## WHAT TO WORK ON
Retype the material below line by line, keeping every character unchanged.

## RECORDS FOR THIS EXERCISE

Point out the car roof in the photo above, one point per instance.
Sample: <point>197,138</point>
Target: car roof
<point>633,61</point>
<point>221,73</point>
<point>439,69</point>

## FINISHED ANSWER
Point out the car roof in the photo above, one point per instance.
Sample: <point>197,138</point>
Target: car roof
<point>633,61</point>
<point>221,73</point>
<point>439,69</point>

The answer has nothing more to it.